• [Exercise requirements]:
Carry on the forum post below about Stochastic Weight Averaging not changing a model's learning rate, picking up right after its last line.

• [Page text]:
"""

Why SWA is not changing learning rate?

Hi, I am using Stochastic Weight Averaging from torch contrib for the first time.
i noticed that my wavenet model’s learning rate is not changing.

model code :

# from https://www.kaggle.com/hanjoonchoe/wavenet-lstm-pytorch-ignite-ver        

class Wave_Block(nn.Module):

    

    def __init__(self,in_channels,out_channels,dilation_rates):

        super(Wave_Block,self).__init__()

        self.num_rates = dilation_rates

        self.convs = nn.ModuleList()

        self.filter_convs = nn.ModuleList()

        self.gate_convs = nn.ModuleList()

        

        self.convs.append(nn.Conv1d(in_channels,out_channels,kernel_size=1))

        dilation_rates = [2**i for i in range(dilation_rates)]

        for dilation_rate in dilation_rates:

            self.filter_convs.append(nn.Conv1d(out_channels,out_channels,kernel_size=3,padding=dilation_rate,dilation=dilation_rate))

            self.gate_convs.append(nn.Conv1d(out_channels,out_channels,kernel_size=3,padding=dilation_rate,dilation=dilation_rate))

            self.convs.append(nn.Conv1d(out_channels,out_channels,kernel_size=1))

            

    def forward(self,x):

        x = self.convs[0](x)

        res = x

        for i in range(self.num_rates):

            x = F.tanh(self.filter_convs[i](x))*F.sigmoid(self.gate_convs[i](x))

            x = self.convs[i+1](x)

            res = res + x

        return res

        
    

class Classifier(nn.Module):

    def __init__(self):

        super().__init__()

"""

• [Stored records]:
"""

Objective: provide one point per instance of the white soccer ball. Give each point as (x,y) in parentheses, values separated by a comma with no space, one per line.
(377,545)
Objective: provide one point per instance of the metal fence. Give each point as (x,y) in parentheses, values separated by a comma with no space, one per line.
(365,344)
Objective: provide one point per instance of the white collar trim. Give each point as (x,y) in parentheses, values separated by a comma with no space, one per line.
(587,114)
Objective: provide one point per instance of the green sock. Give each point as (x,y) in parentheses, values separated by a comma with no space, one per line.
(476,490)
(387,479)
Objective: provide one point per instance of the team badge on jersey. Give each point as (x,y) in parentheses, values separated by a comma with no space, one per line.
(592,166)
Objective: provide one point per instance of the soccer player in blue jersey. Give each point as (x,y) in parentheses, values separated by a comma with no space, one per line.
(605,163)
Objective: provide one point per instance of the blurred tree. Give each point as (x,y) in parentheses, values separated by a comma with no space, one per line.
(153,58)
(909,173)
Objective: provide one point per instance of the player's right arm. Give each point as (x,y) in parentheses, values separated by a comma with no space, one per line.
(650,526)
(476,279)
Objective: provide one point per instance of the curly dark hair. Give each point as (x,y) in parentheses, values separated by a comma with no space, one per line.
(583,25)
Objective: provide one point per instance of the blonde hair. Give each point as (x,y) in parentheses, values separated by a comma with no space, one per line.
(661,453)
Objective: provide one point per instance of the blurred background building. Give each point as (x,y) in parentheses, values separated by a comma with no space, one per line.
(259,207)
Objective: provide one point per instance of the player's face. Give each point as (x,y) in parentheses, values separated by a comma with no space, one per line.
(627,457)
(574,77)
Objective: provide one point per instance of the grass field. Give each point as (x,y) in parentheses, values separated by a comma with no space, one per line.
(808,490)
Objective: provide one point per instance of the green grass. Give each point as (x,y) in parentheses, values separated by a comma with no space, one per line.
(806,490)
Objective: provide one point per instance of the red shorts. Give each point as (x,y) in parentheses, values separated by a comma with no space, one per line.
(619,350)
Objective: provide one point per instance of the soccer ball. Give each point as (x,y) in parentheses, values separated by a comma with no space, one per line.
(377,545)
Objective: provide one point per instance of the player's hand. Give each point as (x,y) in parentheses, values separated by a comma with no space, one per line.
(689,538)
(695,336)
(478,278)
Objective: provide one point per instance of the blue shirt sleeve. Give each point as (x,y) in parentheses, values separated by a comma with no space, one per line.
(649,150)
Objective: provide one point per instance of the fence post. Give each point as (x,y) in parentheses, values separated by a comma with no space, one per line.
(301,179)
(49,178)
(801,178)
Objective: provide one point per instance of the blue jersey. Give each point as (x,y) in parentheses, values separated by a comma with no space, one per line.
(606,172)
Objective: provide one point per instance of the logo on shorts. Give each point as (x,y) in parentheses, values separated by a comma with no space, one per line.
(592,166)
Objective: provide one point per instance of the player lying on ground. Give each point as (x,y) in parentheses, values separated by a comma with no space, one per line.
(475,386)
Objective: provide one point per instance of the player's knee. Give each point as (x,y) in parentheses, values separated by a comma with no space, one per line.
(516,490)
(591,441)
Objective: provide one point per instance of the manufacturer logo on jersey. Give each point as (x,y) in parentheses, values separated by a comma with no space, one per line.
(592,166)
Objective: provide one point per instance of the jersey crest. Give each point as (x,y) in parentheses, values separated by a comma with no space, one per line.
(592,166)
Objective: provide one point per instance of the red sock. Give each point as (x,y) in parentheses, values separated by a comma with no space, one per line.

"""

• [Task output]:
        input_size = 128

        self.LSTM = nn.GRU(input_size=input_size,hidden_size=64,num_layers=2,batch_first=True,bidirectional=True)

        #self.attention = Attention(input_size,4000)

        #self.rnn = nn.RNN(input_size, 64, 2, batch_first=True, nonlinearity='relu')

        self.wave_block1 = Wave_Block(19,16,12)

        self.wave_block2 = Wave_Block(16,32,8)

        self.wave_block3 = Wave_Block(32,64,4)

        self.wave_block4 = Wave_Block(64, 128, 1)

        self.fc = nn.Linear(128, 11)

            

    def forward(self,x):

        x = x.permute(0, 2, 1)

        

        x = self.wave_block1(x)

        x = self.wave_block2(x)

        x = self.wave_block3(x)

        

        #x,_ = self.LSTM(x)

        x = self.wave_block4(x)

        x = x.permute(0, 2, 1)

        x,_ = self.LSTM(x)

        #x = self.conv1(x)

        #print(x.shape)

        #x = self.rnn(x)

        #x = self.attention(x)

        x = self.fc(x)

        return x

       

class EarlyStopping:

    def __init__(self, patience=5, delta=0, checkpoint_path='checkpoint.pt', is_maximize=True):

        self.patience, self.delta, self.checkpoint_path = patience, delta, checkpoint_path

        self.counter, self.best_score = 0, None

        self.is_maximize = is_maximize

    def load_best_weights(self, model):

        model.load_state_dict(torch.load(self.checkpoint_path))

    def __call__(self, score, model):

        if self.best_score is None or \

                (score > self.best_score + self.delta if self.is_maximize else score < self.best_score - self.delta):

            torch.save(model.state_dict(), self.checkpoint_path)

            self.best_score, self.counter = score, 0

            return 1

        else:

            self.counter += 1

            if self.counter >= self.patience:

                return 2

        return 0

train & validation loop :

test_y = np.zeros([int(2000000/GROUP_BATCH_SIZE), GROUP_BATCH_SIZE, 1])

test_dataset = IronDataset(test, test_y, flip=False)

test_dataloader = DataLoader(test_dataset, NNBATCHSIZE, shuffle=False, num_workers=8, pin_memory=True)

test_preds_all = np.zeros((2000000, 11))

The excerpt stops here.